**Passage retenu**
# # # # #

Dans ce contexte, où se combinent la désaffection vis-à-vis des partis institutionnels et l’incapacité de la mobilisation sociale à faire basculer la situation politique, Podemos est apparu comme un outil pour le changement aux yeux de beaucoup d’activistes sociaux et de larges secteurs de la population. Ce qui s’est confirmé aux élections européennes, aussi bien par les résultats (1 200 000 voix, soit 7,8 % des suffrages exprimés et 5 députés) que par le dynamisme dans la création de cercles et la participation aux meetings. Mais, par-dessus tout, par l’arrivée massive, à partir de ce moment, de militants de gauche et de personnes non militantes, y compris sans expérience politique, dans les cercles de Podemos.
Trois facteurs expliquent le succès de Podemos.
● En premier lieu un discours clair de dénonciation radicale des vieilles pratiques politiques antidémocratiques avec laquelle il veut rompre et un message direct et simple : il est possible d’impulser une politique alternative aux diktats de la Troïka. Des messages accompagnés par la dénonciation de la soumission à la Troïka d’une « caste » politique corrompue installée dans les rouages de l’État, cause des politiques d’austérité et de la prolongation de la crise elle-même.
● En second lieu le fait d’avoir mis sur pied une structure ouverte (et donc proche) aux citoyens permettant leur participation aux décisions de Podemos : à l’élection de ses candidats et candidates aux élections, à la définition de sa ligne politique et à l’élection des composantes de ses organes de direction, synonyme de transparence, d’horizontalité et de proximité. C’est-à-dire, donner la parole aux citoyens, au-delà des structures partidaires.
● Et en troisième lieu d’avoir travaillé et obtenu un grand écho médiatique, aussi bien dans les grands moyens de communication audiovisuelle que parmi les réseaux sociaux.

# # # # #

**Extraits des lignes**

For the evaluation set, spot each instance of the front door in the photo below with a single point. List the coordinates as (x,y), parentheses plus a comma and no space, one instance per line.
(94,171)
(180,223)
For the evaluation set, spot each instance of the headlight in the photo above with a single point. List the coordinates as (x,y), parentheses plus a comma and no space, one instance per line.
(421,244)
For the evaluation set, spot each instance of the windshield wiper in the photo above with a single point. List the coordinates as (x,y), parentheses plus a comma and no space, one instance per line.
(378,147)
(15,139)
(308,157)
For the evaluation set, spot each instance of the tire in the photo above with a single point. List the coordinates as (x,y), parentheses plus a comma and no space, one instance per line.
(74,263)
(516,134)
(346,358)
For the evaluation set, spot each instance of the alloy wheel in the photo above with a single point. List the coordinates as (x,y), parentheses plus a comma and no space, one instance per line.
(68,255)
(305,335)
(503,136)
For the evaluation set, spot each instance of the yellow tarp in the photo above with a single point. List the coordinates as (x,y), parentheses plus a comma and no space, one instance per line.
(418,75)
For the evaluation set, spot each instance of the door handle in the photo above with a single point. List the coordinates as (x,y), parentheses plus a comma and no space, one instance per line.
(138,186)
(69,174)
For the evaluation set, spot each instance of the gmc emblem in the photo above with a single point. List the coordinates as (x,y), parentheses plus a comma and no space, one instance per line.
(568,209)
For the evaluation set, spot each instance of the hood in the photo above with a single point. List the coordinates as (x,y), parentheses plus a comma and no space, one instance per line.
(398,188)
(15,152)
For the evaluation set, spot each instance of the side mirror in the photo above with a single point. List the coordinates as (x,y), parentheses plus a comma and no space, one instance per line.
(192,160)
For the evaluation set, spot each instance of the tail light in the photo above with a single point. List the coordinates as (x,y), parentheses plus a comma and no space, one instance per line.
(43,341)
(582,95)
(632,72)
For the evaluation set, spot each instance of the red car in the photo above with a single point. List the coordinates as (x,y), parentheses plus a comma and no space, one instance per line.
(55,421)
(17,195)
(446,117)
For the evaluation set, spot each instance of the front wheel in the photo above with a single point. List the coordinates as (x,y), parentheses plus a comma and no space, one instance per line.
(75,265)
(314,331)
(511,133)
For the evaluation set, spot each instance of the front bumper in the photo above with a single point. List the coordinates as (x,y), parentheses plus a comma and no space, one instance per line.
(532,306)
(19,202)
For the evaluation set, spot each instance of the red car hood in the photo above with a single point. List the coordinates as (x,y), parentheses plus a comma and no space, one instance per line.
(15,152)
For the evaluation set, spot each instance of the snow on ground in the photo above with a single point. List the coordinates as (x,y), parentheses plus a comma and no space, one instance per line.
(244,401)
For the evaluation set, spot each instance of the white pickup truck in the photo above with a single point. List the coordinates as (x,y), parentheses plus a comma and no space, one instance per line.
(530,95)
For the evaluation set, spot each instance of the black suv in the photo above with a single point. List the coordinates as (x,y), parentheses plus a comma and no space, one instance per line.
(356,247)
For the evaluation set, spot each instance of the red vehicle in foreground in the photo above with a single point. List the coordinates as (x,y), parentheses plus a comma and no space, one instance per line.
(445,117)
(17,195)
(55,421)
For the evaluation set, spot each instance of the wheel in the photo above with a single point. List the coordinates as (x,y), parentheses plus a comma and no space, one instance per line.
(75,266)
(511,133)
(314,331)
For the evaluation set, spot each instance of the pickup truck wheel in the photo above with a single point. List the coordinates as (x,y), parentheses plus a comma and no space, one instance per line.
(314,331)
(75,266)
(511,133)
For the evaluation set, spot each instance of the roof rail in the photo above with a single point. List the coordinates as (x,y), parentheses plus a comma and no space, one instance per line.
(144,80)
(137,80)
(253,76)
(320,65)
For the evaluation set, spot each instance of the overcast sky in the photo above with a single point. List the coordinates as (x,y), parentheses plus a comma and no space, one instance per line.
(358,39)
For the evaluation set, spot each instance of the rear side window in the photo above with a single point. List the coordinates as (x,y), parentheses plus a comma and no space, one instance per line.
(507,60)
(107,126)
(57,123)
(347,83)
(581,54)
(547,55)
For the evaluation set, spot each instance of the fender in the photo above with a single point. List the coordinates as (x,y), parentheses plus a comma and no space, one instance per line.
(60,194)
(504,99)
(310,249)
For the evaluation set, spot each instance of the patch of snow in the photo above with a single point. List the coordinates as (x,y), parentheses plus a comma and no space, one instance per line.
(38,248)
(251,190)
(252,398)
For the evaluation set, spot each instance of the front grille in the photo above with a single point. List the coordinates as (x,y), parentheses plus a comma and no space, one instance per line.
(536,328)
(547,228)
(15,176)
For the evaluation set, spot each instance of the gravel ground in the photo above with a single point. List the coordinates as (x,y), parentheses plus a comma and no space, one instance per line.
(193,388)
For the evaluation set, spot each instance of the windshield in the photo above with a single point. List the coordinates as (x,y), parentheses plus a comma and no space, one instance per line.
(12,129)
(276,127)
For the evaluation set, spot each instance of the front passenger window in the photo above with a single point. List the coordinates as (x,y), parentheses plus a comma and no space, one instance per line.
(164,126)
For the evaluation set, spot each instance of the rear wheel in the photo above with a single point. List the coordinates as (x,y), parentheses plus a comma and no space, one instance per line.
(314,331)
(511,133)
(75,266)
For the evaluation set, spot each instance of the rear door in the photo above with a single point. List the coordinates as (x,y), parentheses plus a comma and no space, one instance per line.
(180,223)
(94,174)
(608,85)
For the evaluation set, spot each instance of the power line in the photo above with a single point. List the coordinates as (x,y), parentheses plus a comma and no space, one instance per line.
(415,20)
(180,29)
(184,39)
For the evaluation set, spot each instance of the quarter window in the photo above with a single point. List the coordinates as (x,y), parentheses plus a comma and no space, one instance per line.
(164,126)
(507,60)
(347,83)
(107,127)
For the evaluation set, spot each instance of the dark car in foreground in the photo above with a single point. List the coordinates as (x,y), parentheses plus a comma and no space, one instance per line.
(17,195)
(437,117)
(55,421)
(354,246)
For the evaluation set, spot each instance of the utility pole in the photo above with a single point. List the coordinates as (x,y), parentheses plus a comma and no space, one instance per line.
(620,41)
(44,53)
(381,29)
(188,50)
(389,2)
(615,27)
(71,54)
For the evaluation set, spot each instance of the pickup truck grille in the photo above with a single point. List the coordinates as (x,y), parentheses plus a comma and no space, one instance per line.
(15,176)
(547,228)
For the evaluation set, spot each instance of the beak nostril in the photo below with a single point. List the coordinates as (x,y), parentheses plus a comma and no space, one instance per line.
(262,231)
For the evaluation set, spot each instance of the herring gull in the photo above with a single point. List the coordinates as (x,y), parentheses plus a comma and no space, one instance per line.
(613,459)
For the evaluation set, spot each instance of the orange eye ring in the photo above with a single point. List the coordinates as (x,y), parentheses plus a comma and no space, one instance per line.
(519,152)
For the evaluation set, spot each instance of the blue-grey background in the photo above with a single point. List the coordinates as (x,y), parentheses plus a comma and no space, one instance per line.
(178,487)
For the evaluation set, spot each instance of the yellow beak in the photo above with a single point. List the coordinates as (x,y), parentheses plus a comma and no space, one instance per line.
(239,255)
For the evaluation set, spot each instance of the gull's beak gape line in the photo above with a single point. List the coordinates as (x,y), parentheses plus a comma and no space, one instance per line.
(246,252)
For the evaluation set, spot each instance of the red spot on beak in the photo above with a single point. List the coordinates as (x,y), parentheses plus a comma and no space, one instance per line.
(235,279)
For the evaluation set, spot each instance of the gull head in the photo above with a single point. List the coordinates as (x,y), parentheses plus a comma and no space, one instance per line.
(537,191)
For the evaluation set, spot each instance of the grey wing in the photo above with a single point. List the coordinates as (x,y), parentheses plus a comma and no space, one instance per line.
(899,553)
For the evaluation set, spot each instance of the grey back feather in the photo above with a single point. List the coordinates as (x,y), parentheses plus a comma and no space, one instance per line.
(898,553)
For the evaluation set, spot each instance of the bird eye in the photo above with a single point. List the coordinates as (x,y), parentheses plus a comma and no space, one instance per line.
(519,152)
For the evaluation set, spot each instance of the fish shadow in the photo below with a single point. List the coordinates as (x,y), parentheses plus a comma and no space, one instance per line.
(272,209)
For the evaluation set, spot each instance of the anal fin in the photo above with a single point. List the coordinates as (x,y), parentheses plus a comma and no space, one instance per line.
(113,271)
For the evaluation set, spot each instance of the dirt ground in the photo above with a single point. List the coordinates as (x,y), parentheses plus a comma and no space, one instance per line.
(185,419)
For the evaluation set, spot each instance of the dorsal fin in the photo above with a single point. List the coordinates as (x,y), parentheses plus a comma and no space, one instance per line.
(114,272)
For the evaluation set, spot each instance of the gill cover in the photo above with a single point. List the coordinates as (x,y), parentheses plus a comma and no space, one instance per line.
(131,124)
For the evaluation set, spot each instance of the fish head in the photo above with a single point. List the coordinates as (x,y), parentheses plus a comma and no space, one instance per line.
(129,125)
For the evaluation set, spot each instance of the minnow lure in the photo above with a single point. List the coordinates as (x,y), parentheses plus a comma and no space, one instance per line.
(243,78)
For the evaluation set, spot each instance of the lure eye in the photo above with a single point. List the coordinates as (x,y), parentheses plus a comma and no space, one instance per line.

# # # # #

Reproduisez fidèlement le passage sur Podemos, de « Trois facteurs expliquent » à « la crise elle-même. ».

**Réponse attendue**
Trois facteurs expliquent le succès de Podemos.
● En premier lieu un discours clair de dénonciation radicale des vieilles pratiques politiques antidémocratiques avec laquelle il veut rompre et un message direct et simple : il est possible d’impulser une politique alternative aux diktats de la Troïka. Des messages accompagnés par la dénonciation de la soumission à la Troïka d’une « caste » politique corrompue installée dans les rouages de l’État, cause des politiques d’austérité et de la prolongation de la crise elle-même.